**REQUIRED WORK:** List every line from the rows below that contains the word "notebook", counting uppercase and lowercase as different.

**MATERIAL FOR THIS TASK:**
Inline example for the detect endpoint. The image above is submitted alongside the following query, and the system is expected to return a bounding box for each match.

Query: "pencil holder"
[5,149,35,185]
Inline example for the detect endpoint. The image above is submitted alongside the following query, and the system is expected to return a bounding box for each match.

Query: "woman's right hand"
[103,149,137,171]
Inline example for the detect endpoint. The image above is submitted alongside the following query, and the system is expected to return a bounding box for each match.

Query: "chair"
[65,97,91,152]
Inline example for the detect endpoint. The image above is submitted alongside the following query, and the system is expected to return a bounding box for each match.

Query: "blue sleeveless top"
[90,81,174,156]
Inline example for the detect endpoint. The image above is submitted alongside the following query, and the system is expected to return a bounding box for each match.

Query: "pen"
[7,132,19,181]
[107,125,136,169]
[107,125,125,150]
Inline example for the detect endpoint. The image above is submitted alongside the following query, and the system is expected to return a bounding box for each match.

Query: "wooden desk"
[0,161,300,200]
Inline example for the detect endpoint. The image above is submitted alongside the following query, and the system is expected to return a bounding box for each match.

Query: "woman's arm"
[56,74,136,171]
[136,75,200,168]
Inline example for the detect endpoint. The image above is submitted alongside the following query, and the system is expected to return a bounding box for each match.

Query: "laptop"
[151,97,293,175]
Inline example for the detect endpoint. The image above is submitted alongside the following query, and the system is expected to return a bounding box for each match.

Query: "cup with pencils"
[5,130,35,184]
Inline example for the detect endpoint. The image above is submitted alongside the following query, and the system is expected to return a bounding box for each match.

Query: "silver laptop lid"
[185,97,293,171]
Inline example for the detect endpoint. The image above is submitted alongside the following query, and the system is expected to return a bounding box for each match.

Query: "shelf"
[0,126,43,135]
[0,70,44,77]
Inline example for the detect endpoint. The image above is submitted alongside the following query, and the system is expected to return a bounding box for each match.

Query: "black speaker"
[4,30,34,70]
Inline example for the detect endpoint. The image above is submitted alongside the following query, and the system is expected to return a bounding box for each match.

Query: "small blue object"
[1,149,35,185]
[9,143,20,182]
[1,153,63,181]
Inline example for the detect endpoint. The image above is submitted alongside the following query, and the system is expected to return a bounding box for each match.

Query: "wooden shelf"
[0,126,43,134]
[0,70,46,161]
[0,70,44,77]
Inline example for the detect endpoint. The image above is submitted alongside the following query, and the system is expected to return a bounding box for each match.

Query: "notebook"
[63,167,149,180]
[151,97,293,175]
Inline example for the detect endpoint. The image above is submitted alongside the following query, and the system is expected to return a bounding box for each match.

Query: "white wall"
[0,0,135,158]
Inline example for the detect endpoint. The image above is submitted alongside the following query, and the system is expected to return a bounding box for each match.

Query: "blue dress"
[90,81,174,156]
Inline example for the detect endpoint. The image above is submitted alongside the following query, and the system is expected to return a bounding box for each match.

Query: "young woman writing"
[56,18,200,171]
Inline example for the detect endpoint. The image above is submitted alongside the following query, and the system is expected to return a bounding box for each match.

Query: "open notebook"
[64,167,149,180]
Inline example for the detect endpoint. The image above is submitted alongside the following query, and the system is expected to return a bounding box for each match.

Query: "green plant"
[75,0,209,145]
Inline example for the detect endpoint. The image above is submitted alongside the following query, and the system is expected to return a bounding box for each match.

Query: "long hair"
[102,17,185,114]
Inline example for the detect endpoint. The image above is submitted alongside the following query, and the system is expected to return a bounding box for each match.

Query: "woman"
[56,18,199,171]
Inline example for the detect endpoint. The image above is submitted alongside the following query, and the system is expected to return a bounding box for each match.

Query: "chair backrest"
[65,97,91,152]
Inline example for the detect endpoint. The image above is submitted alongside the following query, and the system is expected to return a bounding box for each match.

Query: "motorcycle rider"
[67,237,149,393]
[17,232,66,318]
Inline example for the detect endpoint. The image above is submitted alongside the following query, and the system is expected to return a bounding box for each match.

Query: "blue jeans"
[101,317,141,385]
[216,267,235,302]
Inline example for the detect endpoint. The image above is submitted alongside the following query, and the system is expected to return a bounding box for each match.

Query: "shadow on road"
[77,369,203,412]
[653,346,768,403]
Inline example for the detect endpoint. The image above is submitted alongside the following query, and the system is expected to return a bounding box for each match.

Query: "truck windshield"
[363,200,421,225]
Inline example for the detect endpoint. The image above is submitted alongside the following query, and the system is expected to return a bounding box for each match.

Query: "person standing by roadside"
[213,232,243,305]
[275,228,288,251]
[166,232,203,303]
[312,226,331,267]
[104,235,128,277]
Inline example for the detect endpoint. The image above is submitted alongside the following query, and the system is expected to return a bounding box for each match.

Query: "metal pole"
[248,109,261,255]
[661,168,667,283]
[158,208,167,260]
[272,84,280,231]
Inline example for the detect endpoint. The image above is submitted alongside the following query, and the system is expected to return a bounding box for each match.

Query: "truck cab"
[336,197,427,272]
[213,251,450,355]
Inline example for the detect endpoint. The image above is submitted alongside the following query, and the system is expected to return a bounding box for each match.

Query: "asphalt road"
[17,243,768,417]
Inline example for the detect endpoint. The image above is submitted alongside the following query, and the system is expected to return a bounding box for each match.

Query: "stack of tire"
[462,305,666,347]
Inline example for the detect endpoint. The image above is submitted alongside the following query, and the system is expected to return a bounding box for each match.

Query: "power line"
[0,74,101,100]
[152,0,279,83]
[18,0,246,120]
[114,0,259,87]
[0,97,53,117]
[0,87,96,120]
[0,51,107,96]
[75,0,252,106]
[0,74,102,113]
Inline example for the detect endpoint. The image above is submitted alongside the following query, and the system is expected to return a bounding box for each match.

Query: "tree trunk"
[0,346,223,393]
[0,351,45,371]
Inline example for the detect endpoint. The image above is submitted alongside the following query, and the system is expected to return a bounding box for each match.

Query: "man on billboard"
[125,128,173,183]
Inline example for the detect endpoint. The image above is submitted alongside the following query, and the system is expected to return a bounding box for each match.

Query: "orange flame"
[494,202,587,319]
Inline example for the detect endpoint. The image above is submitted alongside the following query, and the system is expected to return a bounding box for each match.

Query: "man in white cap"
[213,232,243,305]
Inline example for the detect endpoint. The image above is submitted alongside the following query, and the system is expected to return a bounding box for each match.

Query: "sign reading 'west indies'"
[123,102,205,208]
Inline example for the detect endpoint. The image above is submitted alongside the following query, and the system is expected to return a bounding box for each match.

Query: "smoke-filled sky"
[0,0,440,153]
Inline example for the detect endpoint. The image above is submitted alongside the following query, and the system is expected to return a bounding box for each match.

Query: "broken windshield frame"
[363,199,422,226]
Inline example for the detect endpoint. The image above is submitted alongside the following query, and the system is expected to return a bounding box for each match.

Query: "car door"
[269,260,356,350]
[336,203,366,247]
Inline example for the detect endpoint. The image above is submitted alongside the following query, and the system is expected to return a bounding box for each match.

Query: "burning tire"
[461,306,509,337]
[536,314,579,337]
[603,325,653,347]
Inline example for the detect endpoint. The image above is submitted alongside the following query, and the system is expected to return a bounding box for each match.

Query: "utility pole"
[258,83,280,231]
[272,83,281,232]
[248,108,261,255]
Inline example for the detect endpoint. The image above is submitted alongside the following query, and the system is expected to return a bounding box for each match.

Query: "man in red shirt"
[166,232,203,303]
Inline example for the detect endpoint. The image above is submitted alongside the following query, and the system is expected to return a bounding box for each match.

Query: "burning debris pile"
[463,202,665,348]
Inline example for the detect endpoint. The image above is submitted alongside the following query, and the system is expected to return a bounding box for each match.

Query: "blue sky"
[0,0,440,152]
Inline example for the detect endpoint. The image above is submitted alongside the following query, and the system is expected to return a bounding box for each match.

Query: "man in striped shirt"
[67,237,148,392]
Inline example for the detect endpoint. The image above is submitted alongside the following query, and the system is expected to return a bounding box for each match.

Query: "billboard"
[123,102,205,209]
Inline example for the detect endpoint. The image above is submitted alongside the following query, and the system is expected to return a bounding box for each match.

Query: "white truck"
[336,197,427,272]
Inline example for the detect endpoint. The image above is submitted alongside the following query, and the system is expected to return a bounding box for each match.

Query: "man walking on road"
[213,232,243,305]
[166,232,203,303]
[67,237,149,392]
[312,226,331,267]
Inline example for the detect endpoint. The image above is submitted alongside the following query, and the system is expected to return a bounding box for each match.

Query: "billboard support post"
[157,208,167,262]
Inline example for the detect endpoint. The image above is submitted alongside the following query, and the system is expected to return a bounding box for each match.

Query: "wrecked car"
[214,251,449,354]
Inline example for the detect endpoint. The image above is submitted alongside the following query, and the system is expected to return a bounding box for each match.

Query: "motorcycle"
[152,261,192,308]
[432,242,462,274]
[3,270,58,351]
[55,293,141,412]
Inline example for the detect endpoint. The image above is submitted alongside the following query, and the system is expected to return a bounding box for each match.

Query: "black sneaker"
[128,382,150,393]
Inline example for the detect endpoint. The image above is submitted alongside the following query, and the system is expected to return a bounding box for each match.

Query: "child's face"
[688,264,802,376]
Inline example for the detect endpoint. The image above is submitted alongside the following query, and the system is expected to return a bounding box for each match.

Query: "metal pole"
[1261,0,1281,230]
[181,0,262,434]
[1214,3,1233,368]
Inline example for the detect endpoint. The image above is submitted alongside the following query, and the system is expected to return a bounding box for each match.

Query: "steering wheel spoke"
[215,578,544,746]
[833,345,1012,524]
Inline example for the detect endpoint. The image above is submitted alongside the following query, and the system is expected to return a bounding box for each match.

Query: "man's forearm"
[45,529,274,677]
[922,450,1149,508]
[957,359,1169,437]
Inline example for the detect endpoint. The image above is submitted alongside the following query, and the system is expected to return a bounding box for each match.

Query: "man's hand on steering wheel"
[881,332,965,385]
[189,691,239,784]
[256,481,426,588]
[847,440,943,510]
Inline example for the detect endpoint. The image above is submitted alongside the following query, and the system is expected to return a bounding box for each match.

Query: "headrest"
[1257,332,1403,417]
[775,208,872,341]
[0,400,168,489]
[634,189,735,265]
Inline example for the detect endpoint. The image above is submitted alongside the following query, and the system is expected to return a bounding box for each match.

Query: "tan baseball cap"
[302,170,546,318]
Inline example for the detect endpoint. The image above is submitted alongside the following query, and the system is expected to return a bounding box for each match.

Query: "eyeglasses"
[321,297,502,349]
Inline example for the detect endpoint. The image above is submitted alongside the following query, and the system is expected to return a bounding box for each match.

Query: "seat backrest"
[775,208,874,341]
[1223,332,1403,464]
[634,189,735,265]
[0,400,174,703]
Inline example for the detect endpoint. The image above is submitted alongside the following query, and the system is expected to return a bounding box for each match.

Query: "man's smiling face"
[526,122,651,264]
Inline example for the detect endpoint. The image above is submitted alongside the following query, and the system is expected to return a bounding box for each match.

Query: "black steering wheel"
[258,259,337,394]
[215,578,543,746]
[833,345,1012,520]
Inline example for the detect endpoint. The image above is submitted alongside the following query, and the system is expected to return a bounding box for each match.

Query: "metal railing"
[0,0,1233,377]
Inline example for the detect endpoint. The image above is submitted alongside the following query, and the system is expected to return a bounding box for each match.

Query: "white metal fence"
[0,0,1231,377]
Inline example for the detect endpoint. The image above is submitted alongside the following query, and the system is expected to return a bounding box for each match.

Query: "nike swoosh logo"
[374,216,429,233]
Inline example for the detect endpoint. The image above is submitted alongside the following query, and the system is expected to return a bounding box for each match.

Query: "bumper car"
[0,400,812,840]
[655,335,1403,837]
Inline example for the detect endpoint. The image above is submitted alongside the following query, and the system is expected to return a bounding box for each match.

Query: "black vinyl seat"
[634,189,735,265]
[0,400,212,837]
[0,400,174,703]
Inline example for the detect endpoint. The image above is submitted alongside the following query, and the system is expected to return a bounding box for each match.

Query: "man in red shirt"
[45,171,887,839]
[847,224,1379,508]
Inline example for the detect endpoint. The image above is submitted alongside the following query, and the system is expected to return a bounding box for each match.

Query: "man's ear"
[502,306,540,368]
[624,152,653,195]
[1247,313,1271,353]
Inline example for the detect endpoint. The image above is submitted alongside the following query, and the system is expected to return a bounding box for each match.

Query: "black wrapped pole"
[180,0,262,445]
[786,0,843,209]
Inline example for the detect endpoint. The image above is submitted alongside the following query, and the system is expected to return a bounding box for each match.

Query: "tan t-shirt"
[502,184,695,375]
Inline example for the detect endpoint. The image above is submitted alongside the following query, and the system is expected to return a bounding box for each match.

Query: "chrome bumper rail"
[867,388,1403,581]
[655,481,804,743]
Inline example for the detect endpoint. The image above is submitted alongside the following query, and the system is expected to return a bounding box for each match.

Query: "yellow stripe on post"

**OUTPUT FOR THIS TASK:**
Query: "notebook"
Query: "open notebook"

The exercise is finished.